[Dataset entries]
════════════════════

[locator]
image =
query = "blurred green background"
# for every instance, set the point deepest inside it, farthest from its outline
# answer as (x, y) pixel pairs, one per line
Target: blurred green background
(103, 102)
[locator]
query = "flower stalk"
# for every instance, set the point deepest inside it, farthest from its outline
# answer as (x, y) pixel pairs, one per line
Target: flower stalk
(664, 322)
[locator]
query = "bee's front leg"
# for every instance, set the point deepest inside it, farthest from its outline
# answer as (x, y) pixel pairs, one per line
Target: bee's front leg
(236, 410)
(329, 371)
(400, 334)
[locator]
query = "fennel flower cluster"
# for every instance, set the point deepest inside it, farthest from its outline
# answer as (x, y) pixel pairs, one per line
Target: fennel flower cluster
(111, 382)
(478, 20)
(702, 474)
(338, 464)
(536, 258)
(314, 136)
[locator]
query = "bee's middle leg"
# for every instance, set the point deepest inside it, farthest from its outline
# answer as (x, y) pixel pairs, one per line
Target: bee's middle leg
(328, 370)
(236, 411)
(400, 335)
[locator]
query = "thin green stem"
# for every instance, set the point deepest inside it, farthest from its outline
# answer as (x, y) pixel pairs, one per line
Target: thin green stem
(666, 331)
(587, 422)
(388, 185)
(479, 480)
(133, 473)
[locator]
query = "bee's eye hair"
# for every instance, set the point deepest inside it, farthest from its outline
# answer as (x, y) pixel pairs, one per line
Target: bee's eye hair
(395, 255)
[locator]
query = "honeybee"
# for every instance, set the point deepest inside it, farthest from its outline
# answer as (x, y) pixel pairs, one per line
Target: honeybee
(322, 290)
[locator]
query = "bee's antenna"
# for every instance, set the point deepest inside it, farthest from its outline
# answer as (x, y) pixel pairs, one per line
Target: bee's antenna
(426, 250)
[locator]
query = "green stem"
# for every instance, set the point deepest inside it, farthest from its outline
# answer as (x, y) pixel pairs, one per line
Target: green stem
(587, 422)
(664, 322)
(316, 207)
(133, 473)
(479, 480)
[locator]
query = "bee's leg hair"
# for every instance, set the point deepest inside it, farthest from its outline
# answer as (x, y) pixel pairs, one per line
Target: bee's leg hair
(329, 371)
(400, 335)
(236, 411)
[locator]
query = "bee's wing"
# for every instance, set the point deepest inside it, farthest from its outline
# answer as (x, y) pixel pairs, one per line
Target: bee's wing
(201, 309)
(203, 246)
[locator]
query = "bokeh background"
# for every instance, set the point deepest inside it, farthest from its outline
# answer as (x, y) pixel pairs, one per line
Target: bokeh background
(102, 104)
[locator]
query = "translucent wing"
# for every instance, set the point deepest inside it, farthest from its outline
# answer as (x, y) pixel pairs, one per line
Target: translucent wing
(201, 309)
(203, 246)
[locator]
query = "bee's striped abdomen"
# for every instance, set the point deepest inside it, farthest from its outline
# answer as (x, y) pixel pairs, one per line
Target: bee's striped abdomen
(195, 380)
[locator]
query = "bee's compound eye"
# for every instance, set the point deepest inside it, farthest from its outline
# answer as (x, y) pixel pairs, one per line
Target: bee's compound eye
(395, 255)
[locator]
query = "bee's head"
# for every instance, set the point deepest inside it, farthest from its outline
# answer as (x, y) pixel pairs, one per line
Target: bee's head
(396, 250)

════════════════════

All records are to be retyped exactly. None may be omitted.

* _Response to the exercise_:
[locator]
image =
query = "blurred green background"
# for every instance, set the point deepest inside it, farthest from its outline
# answer as (x, y) pixel pairs, one per line
Target: blurred green background
(103, 102)
[locator]
query = "flower stalk"
# for every instance, set the point deepest inside it, farthest from its outline
# answer as (x, y) pixel pairs, one per line
Target: flower stalk
(664, 322)
[locator]
query = "bee's front leg"
# for every instance, set the point deepest inside it, farthest from its outline
# answer as (x, y) pixel pairs, one per line
Target: bee's front leg
(236, 410)
(329, 371)
(400, 334)
[locator]
query = "fennel flower cluster"
# for every instance, set the point deepest inside it, farthest from its outline
# answer as (x, y) pixel pairs, one per line
Target: fennel flower cluster
(111, 382)
(478, 20)
(702, 474)
(338, 464)
(536, 258)
(314, 136)
[locator]
query = "bee's middle leg"
# for every instance, set the point deepest inside it, farthest from its outline
# answer as (x, y) pixel pairs, one per line
Target: bee's middle leg
(328, 370)
(236, 411)
(400, 335)
[locator]
query = "thin green stem"
# for every instance, set the point deepest inside it, farthest from its outline
# answer as (x, y) pixel pairs, one per line
Target: thin green stem
(666, 331)
(587, 422)
(388, 185)
(479, 480)
(133, 473)
[locator]
query = "bee's eye hair"
# for every instance, set the point deepest inside it, farthest from its outline
# answer as (x, y) pixel pairs, one per line
Target: bee's eye hair
(395, 255)
[locator]
query = "honeybee"
# for every instance, set the point deepest inside it, farthest from its outline
# answer as (x, y) pixel pairs, one per line
Target: honeybee
(322, 290)
[locator]
query = "bee's antenna"
# for every instance, set the point deepest inside it, farthest from its outline
# answer as (x, y) pixel pairs, one per line
Target: bee's antenna
(426, 250)
[locator]
query = "green stem"
# for every instance, set the point deepest inside it, farthest from its outline
# answer as (x, y) pixel pairs, one per line
Target: green stem
(587, 422)
(664, 322)
(316, 207)
(133, 473)
(479, 480)
[locator]
query = "bee's leg hair"
# for every instance, set the point deepest inside it, farthest from its outline
# answer as (x, y) pixel pairs, one per line
Target: bee's leg hair
(329, 371)
(400, 335)
(236, 411)
[locator]
query = "bee's wing"
# for every instance, set the point deepest inside it, farthest from its outline
# answer as (x, y) pixel pairs, one per line
Target: bee's wing
(201, 309)
(203, 246)
[locator]
query = "bokeh background"
# for every instance, set the point deepest inside it, farthest from its outline
# answer as (x, y) pixel pairs, one per line
Target: bokeh background
(102, 104)
[locator]
query = "translucent wing"
# for every instance, set the point deepest inside it, farthest from its outline
# answer as (x, y) pixel pairs, one per line
Target: translucent wing
(201, 309)
(203, 246)
[locator]
query = "bee's striped abdomen"
# for every instance, set the point deepest inside it, farthest from its outline
# answer as (x, y) pixel pairs, one per line
Target: bee's striped abdomen
(195, 380)
[locator]
query = "bee's compound eye"
# for every instance, set the point deepest inside it, farthest from its outline
# answer as (x, y) pixel pairs, one per line
Target: bee's compound eye
(395, 255)
[locator]
query = "bee's head"
# for every instance, set the point deepest inside it, farthest from its outline
# answer as (x, y) pixel pairs, one per line
Target: bee's head
(396, 250)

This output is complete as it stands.